**Work task:** Be exact. Print each record as it stands.

(Natural-language object grounding data)
************
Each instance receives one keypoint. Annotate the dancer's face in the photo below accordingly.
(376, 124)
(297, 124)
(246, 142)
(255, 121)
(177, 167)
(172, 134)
************
**Finished exercise:**
Each instance receives one keypoint. Annotate the dancer's face in the photo below accordingly.
(376, 124)
(297, 124)
(246, 142)
(255, 121)
(177, 167)
(172, 134)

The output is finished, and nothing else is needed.